** Opening EXERCISE MATERIALS block **

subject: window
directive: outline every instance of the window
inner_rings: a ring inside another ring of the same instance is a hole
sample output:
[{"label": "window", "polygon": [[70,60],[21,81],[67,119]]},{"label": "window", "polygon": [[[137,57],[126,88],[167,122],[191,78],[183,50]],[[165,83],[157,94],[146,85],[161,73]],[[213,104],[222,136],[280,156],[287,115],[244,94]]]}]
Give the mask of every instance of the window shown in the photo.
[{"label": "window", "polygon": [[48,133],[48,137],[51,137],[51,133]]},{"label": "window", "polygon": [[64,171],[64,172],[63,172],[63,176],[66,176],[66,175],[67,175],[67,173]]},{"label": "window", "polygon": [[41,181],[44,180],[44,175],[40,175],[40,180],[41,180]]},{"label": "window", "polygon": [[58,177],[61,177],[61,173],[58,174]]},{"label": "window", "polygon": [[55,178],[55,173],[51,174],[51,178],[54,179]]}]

** Closing EXERCISE MATERIALS block **

> [ASSIGNMENT] Reproduce verbatim only the lines from the one holding "inner_rings: a ring" through the end of the records.

> [ANSWER SPACE]
inner_rings: a ring inside another ring of the same instance is a hole
sample output:
[{"label": "window", "polygon": [[70,60],[21,81],[67,119]]},{"label": "window", "polygon": [[[137,57],[126,88],[167,122],[191,78],[183,50]],[[165,83],[157,94],[146,85],[161,73]],[[213,104],[222,136],[280,156],[287,115],[244,94]]]}]
Give the mask of every instance of the window shown in the photo.
[{"label": "window", "polygon": [[48,133],[48,137],[51,137],[51,133]]},{"label": "window", "polygon": [[64,171],[64,172],[63,172],[63,176],[66,176],[66,175],[67,175],[67,173]]},{"label": "window", "polygon": [[41,181],[44,180],[44,175],[40,175],[40,180],[41,180]]},{"label": "window", "polygon": [[58,177],[61,177],[61,173],[58,174]]},{"label": "window", "polygon": [[55,178],[55,173],[51,174],[51,178],[54,179]]}]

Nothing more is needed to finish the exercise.